EXERCISE INPUT:
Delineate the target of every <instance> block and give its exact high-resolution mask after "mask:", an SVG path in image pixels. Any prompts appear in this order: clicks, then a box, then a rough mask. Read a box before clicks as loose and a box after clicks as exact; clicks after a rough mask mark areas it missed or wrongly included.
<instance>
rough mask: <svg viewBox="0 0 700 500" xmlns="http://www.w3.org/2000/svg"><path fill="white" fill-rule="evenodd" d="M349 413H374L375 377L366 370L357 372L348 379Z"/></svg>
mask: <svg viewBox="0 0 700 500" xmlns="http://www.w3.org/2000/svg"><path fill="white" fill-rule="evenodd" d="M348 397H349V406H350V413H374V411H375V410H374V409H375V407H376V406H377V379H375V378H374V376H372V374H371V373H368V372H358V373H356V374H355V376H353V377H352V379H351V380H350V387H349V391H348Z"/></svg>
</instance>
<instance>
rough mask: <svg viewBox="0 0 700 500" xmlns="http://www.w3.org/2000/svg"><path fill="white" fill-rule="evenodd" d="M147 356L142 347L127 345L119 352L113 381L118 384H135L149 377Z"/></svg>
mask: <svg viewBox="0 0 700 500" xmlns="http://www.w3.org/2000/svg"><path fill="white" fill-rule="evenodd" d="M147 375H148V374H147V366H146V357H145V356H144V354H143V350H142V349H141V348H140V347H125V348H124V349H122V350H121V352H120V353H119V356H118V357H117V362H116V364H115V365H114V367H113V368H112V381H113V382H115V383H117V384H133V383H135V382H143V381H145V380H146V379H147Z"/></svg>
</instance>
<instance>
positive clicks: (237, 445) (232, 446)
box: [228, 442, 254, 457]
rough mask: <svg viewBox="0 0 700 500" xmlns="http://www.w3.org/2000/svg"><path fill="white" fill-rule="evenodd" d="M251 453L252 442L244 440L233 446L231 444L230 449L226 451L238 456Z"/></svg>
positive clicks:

TASK TO CARRY OUT: Convert every line of the rows above into a numbered list, leaving out any blank lines.

THE ANSWER:
1. Delineate the target of every <instance> block and give its exact high-resolution mask after "mask:", an SVG path in image pixels. Any prompts appear in this order: clicks, then a box, then a rough mask. Read a box before clicks as loose and a box after clicks as exact; clicks after a rough mask mark areas it missed or wrongly included.
2. <instance>
3. rough mask: <svg viewBox="0 0 700 500" xmlns="http://www.w3.org/2000/svg"><path fill="white" fill-rule="evenodd" d="M349 413H374L375 377L366 370L357 372L348 379Z"/></svg>
4. mask: <svg viewBox="0 0 700 500" xmlns="http://www.w3.org/2000/svg"><path fill="white" fill-rule="evenodd" d="M348 397H349V406H350V413H374V411H375V410H374V409H375V407H376V406H377V379H375V378H374V376H372V374H371V373H368V372H358V373H356V374H355V376H353V377H352V379H351V380H350V387H349V391H348Z"/></svg>
5. </instance>
6. <instance>
7. rough mask: <svg viewBox="0 0 700 500" xmlns="http://www.w3.org/2000/svg"><path fill="white" fill-rule="evenodd" d="M147 356L142 347L127 345L119 352L113 381L118 384H135L149 377Z"/></svg>
8. mask: <svg viewBox="0 0 700 500" xmlns="http://www.w3.org/2000/svg"><path fill="white" fill-rule="evenodd" d="M147 375H148V374H147V366H146V357H145V356H144V354H143V350H142V349H141V348H140V347H125V348H124V349H122V350H121V352H120V353H119V356H118V357H117V362H116V364H115V365H114V367H113V368H112V381H113V382H115V383H117V384H133V383H135V382H143V381H145V380H146V379H147Z"/></svg>
9. </instance>
10. <instance>
11. positive clicks: (237, 445) (232, 446)
12. box: [228, 442, 254, 457]
13. rough mask: <svg viewBox="0 0 700 500" xmlns="http://www.w3.org/2000/svg"><path fill="white" fill-rule="evenodd" d="M251 453L252 442L244 440L233 446L231 444L230 449L226 451L238 456Z"/></svg>
14. positive clicks:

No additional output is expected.